■ **TASK STATEMENT**: In every entry below, replace "field block 7" with "field block 9" and leave the rest of each line unchanged.

■ **TASK MATERIAL**:
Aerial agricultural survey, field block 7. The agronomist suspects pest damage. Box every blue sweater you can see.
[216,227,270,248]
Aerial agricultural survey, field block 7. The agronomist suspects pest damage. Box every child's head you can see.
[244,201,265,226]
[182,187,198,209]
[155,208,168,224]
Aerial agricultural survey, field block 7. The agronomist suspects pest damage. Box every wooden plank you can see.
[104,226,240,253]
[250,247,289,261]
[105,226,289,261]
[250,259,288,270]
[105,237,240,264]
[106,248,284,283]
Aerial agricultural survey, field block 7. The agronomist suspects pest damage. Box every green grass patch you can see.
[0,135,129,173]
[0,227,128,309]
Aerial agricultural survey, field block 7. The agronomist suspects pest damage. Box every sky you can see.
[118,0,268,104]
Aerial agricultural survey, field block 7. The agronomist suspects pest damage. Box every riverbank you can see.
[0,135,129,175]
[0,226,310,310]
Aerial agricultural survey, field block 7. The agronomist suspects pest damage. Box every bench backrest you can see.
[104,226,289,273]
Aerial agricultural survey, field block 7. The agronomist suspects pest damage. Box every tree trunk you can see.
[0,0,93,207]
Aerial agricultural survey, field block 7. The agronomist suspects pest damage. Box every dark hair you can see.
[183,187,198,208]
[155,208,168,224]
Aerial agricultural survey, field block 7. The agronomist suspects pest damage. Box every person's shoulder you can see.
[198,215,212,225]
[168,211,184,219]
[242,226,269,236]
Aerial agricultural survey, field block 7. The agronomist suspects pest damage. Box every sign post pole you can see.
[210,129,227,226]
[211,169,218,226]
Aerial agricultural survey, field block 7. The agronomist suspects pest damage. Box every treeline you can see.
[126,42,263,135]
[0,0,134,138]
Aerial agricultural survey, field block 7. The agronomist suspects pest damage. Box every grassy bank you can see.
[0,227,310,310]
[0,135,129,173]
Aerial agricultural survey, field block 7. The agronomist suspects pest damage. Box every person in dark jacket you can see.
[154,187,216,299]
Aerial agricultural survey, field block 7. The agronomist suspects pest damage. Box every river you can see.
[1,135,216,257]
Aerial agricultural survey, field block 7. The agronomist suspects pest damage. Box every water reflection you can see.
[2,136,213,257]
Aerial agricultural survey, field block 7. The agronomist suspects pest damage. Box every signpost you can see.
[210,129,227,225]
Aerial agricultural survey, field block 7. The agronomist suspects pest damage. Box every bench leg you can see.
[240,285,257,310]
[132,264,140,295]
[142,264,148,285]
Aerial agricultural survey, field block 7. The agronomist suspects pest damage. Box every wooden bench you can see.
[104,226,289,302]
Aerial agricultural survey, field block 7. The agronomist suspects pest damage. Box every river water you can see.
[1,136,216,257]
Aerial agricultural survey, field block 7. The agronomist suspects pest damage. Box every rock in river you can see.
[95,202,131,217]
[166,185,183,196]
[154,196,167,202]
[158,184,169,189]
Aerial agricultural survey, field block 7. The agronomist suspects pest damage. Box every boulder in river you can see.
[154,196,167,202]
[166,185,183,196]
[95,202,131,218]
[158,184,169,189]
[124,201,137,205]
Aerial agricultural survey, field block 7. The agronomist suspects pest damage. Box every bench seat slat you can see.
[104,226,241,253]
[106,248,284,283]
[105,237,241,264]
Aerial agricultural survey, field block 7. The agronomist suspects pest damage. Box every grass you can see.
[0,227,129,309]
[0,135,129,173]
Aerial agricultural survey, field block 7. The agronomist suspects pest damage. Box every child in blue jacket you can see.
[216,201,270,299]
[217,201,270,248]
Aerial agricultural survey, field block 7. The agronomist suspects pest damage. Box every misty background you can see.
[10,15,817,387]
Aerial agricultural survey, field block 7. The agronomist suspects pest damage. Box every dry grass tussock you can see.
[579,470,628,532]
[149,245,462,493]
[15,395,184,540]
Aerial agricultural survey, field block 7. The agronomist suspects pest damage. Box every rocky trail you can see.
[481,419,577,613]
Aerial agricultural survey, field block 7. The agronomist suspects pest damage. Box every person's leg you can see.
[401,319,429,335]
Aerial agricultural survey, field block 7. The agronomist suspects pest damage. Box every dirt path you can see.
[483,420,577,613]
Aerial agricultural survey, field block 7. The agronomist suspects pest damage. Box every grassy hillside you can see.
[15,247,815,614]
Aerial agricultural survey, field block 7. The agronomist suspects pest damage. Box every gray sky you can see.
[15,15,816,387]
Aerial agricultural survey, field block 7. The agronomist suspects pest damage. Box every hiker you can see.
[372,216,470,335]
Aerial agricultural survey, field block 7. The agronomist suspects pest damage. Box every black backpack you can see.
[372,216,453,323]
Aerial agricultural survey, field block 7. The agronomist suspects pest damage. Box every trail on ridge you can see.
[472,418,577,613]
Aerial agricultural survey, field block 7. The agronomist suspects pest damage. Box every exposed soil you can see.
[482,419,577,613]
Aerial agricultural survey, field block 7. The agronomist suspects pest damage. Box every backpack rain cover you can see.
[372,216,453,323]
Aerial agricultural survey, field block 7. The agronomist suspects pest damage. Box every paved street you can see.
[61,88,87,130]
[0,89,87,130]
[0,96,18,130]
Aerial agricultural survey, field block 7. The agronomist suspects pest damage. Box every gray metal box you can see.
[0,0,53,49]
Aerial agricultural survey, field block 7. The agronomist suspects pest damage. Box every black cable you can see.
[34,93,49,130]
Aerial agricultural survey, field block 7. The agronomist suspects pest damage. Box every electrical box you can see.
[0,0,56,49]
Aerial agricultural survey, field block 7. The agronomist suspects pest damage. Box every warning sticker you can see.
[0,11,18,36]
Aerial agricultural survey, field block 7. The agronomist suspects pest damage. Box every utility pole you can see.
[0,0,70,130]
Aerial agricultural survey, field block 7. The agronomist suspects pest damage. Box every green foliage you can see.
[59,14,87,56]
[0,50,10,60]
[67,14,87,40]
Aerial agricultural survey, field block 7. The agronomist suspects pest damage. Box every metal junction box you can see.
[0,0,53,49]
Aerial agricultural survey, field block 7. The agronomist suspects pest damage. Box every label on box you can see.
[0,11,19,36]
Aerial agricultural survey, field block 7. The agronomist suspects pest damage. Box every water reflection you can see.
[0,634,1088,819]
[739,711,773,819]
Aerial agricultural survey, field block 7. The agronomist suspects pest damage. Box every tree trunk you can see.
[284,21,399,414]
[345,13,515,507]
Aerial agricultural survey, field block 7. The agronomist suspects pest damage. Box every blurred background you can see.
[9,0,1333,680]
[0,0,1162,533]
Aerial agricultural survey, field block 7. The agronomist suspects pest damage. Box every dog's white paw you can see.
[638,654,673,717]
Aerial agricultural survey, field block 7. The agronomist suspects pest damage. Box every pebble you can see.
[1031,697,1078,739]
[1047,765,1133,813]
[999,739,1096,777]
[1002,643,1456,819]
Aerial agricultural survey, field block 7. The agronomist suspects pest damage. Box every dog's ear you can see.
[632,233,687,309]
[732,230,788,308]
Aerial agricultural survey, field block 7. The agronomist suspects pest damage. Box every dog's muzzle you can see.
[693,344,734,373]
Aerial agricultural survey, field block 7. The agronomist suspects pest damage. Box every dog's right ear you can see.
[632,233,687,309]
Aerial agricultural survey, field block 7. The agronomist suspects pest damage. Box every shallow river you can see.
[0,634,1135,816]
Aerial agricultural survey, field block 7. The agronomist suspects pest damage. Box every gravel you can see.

■ **THE RESPONSE**:
Aerial agricultural survey, field block 9. The agronomist suspects pest damage. Box every blue sweater you can see.
[216,227,270,248]
Aerial agricultural survey, field block 9. The agronomist suspects pest damage. Box every child's head you can see.
[244,201,265,226]
[182,187,198,209]
[155,208,168,224]
Aerial agricultural survey, field block 9. The agronomist suspects pest damage. Box every wooden plank you can see.
[104,226,240,253]
[250,247,289,261]
[105,226,289,261]
[250,259,288,270]
[105,237,240,264]
[106,248,284,283]
Aerial agricultural survey, field block 9. The agronomist suspects pest damage. Box every green grass patch you can see.
[0,135,129,173]
[0,227,128,309]
Aerial agricultural survey, field block 9. The agronomist suspects pest damage. Box every sky you can see.
[118,0,268,104]
Aerial agricultural survey, field block 9. The agronomist suspects pest damage. Box every riverbank you can see.
[0,135,129,175]
[0,226,310,310]
Aerial agricultural survey, field block 9. The agronomist suspects pest damage. Box every bench backrest you can see.
[104,226,289,273]
Aerial agricultural survey, field block 9. The agronomist suspects pest damage. Box every tree trunk you can see.
[0,0,93,207]
Aerial agricultural survey, field block 9. The agronomist suspects pest damage. Box every dark hair you can see.
[183,187,198,208]
[155,208,168,224]
Aerial agricultural survey, field block 9. The agronomist suspects pest damage. Box every person's shoulder you can see.
[198,215,212,225]
[168,211,184,219]
[242,226,269,236]
Aerial agricultural survey, field block 9. The agronomist suspects pest damage. Box every sign post pole you can see.
[210,129,227,226]
[211,169,218,226]
Aerial agricultural survey, field block 9. The agronomist suspects pest damage. Box every treeline you can see.
[126,42,263,135]
[0,0,134,138]
Aerial agricultural survey, field block 9. The agronomist suspects pest damage. Box every grassy bank you can see.
[0,227,310,310]
[0,135,129,173]
Aerial agricultural survey, field block 9. The agronomist suspects pest damage. Box every person in dark jacket you can see.
[154,187,216,299]
Aerial agricultural survey, field block 9. The agronomist suspects pest damage. Box every river you can see.
[1,135,216,257]
Aerial agricultural survey, field block 9. The agronomist suspects pest damage. Box every water reflection you can see.
[2,136,213,257]
Aerial agricultural survey, field block 9. The agronomist suspects pest damage. Box every signpost you can see.
[210,129,227,225]
Aerial agricultural survey, field block 9. The agronomist suspects pest damage. Box every bench leg you can see.
[240,285,257,310]
[132,264,140,295]
[142,264,148,285]
Aerial agricultural survey, field block 9. The agronomist suspects pest damage. Box every wooden bench you can see.
[104,226,289,302]
Aerial agricultural survey, field block 9. The agronomist suspects pest damage. Box every river water you can see.
[1,136,216,257]
Aerial agricultural survey, field block 9. The agronomist suspects pest damage. Box every rock in river you can see.
[95,202,131,217]
[166,185,183,196]
[154,196,167,202]
[158,184,169,189]
Aerial agricultural survey, field block 9. The agronomist suspects pest damage. Box every boulder in river you can see.
[154,196,167,202]
[166,185,183,196]
[95,202,131,218]
[158,184,169,189]
[124,201,137,205]
Aerial agricultural survey, field block 9. The agronomist suspects pest damage. Box every bench seat slat you can see.
[104,226,241,253]
[106,248,284,283]
[105,237,241,264]
Aerial agricultural survey, field block 9. The agronomist suspects pest damage. Box every grass you can see.
[0,227,129,309]
[0,135,129,173]
Aerial agricultural survey, field block 9. The agronomist suspects pest damage. Box every child in blue jacket you can see.
[216,201,270,299]
[217,201,270,248]
Aerial agricultural survey, field block 9. The agronomist suspects pest damage. Box every misty background you can see.
[10,15,817,387]
Aerial agricultural survey, field block 9. The agronomist suspects pest damage. Box every dry grass tussock you can see.
[579,470,628,532]
[149,245,462,493]
[15,395,184,540]
Aerial agricultural survey, field block 9. The agronomist suspects pest damage. Box every rocky trail you can see.
[481,419,577,613]
Aerial agricultural survey, field block 9. The agronomist suspects pest damage. Box every person's leg you can see.
[401,319,429,335]
Aerial agricultural survey, field block 9. The agronomist suspects pest damage. Box every dirt path you can see.
[483,420,577,613]
Aerial agricultural survey, field block 9. The agronomist suspects pest damage. Box every grassy hillside you can see.
[15,247,815,614]
Aerial agricultural survey, field block 9. The agronomist suspects pest damage. Box every gray sky you can see.
[15,15,816,387]
Aerial agricultural survey, field block 9. The agronomist suspects pest damage. Box every hiker you can see.
[372,216,470,335]
Aerial agricultural survey, field block 9. The agronomist suspects pest damage. Box every black backpack you can see.
[372,216,453,323]
Aerial agricultural survey, field block 9. The agronomist suspects pest damage. Box every trail on ridge you can see.
[472,418,577,613]
Aerial agricultural survey, field block 9. The agronomist suspects pest damage. Box every exposed soil you can see.
[482,419,577,613]
Aerial agricultural survey, field block 9. The agronomist suspects pest damage. Box every backpack rain cover you can see.
[372,216,453,323]
Aerial agricultural survey, field block 9. The agronomist suspects pest damage. Box every paved street you can see.
[61,88,87,130]
[0,89,87,130]
[0,96,18,130]
Aerial agricultural survey, field block 9. The agronomist suspects pest damage. Box every gray metal box you can see.
[0,0,53,49]
Aerial agricultural survey, field block 9. The agronomist suspects pest damage. Box every black cable you can see.
[34,93,49,130]
Aerial agricultural survey, field block 9. The agronomist suspects pest damage. Box every electrical box you can see.
[0,0,56,49]
Aerial agricultural survey, field block 9. The agronomist suspects pest damage. Box every warning sticker you can see.
[0,11,18,36]
Aerial agricultural survey, field block 9. The agronomist suspects pest damage. Box every utility pole you can see.
[0,0,70,130]
Aerial agricultural survey, field block 9. The agronomist suspects pest damage. Box every green foliage you can see.
[59,14,87,56]
[0,50,10,60]
[67,14,87,40]
Aerial agricultural survey, field block 9. The agronomist suspects pest damage. Box every metal junction box you can see.
[0,0,53,49]
Aerial agricultural survey, field block 9. The agronomist suspects pest damage. Box every label on box you can see.
[0,11,19,36]
Aerial agricultural survey, field block 9. The agronomist suspects pest damage. Box every water reflection you can see.
[0,634,1088,819]
[739,711,773,819]
Aerial agricultural survey, field block 9. The agronomist suspects pest damage. Box every tree trunk you can see.
[284,21,399,414]
[345,13,515,507]
Aerial agricultural survey, field block 9. The agronomist suspects pest damage. Box every blurred background you can see.
[9,0,1333,680]
[0,0,1162,533]
Aerial agricultural survey, field block 9. The agronomist suspects pest damage. Box every dog's white paw you can see.
[638,654,673,717]
Aerial agricultural survey, field block 9. The agronomist suspects pest damage. Box every pebble you can see.
[1031,697,1078,739]
[1047,765,1133,813]
[999,739,1096,777]
[1002,643,1456,819]
Aerial agricultural survey, field block 9. The agronomist suspects pest damage. Box every dog's ear you can see.
[632,233,687,309]
[732,230,788,308]
Aerial agricultural survey, field block 9. The agronomist suspects pest damage. Box every dog's muzzle you can see.
[693,344,734,373]
Aerial agricultural survey, field block 9. The agronomist suspects pest damage. Box every dog's right ear you can see.
[632,233,687,309]
Aerial agricultural survey, field block 9. The agronomist suspects pest damage. Box every shallow river you can see.
[0,634,1135,816]
Aerial agricultural survey, field block 9. The agronomist suspects pest damage. Box every gravel you can see.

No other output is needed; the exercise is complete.